**WHAT TO DO**
Which lines of the data contain the string "Outline"? Show each of them.

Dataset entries
--------------------
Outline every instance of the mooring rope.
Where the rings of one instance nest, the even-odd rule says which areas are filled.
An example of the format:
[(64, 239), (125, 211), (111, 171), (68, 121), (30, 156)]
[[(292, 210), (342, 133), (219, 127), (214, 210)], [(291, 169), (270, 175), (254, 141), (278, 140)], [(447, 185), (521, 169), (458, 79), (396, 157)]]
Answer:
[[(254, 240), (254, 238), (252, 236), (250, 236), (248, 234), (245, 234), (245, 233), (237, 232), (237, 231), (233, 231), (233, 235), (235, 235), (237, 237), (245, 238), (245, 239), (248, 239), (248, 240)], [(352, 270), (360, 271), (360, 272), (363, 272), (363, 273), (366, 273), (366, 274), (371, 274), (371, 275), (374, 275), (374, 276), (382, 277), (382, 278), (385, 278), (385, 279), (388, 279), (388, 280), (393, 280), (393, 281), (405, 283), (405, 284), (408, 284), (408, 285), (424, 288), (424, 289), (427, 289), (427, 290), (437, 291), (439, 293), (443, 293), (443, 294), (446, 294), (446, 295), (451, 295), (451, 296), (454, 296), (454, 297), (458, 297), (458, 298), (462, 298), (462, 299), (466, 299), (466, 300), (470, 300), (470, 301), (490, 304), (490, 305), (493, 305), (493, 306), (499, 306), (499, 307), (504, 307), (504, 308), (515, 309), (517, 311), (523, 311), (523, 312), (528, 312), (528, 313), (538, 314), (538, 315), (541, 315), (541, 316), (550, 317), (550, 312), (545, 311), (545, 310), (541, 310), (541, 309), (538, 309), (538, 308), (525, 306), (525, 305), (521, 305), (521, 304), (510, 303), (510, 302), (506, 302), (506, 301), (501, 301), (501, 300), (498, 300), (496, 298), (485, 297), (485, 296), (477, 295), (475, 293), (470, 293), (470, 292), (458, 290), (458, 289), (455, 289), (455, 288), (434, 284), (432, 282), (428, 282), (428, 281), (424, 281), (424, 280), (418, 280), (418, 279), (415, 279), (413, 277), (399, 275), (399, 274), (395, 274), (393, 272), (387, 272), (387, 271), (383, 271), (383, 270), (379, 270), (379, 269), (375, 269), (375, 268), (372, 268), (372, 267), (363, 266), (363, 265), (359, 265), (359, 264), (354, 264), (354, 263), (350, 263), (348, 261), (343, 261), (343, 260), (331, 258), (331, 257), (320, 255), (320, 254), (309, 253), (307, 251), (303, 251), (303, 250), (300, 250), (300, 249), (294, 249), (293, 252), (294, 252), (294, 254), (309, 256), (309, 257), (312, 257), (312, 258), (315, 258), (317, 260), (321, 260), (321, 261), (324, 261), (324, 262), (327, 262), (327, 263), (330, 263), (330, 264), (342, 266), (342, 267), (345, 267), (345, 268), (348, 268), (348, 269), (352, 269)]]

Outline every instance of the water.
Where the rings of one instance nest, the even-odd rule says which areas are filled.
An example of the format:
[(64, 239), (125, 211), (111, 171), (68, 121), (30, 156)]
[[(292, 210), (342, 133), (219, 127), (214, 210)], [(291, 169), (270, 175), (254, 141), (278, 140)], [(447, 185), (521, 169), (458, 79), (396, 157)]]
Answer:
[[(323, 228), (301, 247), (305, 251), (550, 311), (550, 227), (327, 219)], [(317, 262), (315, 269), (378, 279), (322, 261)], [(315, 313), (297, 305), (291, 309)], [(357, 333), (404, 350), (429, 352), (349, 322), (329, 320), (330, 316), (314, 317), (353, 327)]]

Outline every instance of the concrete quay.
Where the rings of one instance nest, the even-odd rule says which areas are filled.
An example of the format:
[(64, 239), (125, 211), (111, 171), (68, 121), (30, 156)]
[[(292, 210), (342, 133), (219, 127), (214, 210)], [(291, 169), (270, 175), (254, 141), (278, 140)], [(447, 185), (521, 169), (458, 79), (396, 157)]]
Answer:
--------------------
**REPLY TO THE TASK**
Outline every instance of the mooring rope.
Outline every instance of the water.
Outline every instance of the concrete quay.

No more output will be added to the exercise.